---------- DATA FOR THIS TASK ----------

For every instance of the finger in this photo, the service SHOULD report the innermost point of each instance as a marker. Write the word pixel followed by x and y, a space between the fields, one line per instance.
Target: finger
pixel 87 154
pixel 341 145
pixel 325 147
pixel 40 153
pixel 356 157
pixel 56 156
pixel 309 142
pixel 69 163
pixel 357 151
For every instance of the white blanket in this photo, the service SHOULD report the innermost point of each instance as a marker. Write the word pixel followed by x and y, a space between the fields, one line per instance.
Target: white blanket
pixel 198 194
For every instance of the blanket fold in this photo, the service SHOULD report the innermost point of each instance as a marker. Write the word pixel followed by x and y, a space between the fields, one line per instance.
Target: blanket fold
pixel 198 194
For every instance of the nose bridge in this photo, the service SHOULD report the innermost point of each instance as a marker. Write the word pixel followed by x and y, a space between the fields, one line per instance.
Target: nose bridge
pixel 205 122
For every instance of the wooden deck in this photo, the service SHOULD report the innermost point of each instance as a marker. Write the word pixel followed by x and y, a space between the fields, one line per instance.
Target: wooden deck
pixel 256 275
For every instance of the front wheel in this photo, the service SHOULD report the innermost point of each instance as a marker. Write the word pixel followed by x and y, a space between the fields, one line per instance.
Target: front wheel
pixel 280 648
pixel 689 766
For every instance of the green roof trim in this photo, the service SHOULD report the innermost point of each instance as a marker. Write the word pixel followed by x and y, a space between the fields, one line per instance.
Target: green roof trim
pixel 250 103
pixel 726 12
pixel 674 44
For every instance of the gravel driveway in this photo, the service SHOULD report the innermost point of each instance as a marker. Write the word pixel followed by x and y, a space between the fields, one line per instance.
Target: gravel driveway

----------

** EXERCISE PROMPT **
Scan the data for the word "driveway" and copy every line where it shows up.

** ANSWER BOX **
For every instance of the gravel driveway in this photo, the service SHOULD report the innermost point of each instance as a marker. Write the word pixel followed by x and y, a space between the fields, one line per instance.
Target: gravel driveway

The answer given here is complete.